Stored records:
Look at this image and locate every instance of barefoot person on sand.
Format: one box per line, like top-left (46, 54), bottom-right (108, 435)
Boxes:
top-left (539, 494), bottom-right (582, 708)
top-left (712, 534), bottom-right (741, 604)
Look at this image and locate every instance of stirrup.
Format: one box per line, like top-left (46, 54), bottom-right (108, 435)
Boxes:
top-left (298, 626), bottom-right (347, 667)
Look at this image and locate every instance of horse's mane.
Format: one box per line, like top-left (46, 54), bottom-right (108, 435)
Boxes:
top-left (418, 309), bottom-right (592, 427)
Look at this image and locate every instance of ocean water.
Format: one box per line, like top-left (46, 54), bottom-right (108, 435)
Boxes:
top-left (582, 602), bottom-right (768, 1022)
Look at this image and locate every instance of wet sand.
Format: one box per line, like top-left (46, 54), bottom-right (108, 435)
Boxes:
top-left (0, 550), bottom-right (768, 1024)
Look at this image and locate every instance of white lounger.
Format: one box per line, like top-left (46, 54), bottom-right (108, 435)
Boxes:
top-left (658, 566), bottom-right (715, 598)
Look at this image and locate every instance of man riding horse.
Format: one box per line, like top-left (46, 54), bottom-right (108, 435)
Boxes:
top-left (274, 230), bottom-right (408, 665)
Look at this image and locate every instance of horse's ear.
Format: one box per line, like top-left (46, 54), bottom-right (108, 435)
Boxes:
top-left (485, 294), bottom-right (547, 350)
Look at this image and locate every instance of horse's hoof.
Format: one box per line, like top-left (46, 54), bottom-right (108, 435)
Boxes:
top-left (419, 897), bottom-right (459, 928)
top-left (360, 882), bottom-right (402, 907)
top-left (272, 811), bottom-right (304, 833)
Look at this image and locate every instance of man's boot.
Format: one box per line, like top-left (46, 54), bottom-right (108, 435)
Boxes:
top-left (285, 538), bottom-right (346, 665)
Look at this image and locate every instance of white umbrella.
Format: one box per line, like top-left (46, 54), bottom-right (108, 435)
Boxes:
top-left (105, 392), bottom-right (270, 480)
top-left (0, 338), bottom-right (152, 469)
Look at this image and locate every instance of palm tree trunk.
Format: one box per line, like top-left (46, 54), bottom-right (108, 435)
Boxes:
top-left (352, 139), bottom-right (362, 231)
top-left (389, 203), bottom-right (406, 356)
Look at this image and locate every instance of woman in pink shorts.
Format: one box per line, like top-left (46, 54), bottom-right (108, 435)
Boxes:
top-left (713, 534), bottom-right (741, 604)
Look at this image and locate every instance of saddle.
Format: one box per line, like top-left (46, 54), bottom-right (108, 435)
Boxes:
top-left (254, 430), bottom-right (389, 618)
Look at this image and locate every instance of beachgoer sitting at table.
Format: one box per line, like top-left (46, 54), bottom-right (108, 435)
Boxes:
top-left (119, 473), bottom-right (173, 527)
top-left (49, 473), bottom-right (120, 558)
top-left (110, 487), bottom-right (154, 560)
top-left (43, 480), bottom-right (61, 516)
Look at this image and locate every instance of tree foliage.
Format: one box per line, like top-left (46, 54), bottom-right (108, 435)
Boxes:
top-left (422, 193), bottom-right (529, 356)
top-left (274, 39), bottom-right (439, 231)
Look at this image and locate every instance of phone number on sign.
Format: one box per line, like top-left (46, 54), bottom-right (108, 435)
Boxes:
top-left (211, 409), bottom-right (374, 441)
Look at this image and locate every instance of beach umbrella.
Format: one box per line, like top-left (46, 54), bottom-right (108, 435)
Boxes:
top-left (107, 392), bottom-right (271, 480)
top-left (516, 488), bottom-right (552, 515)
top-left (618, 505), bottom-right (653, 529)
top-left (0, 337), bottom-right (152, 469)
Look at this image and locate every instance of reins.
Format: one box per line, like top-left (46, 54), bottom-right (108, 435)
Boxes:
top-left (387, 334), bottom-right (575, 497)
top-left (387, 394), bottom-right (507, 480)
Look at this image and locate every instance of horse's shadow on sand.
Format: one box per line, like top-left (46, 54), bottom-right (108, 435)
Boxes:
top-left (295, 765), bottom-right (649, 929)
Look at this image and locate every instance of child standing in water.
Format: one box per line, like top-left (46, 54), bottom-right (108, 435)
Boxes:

Directions for this task:
Rewrite the material from the line containing "Look at this image and locate every instance of beachgoer" through the line containing "top-left (43, 480), bottom-right (61, 516)", replacing "sitting at table" with "seated at a table" and leaving everything else unchanged.

Reply to the task:
Look at this image and locate every instance of beachgoer seated at a table.
Format: one box per line, like top-left (46, 54), bottom-right (108, 435)
Boxes:
top-left (119, 473), bottom-right (173, 527)
top-left (49, 473), bottom-right (120, 558)
top-left (110, 487), bottom-right (154, 560)
top-left (43, 480), bottom-right (61, 516)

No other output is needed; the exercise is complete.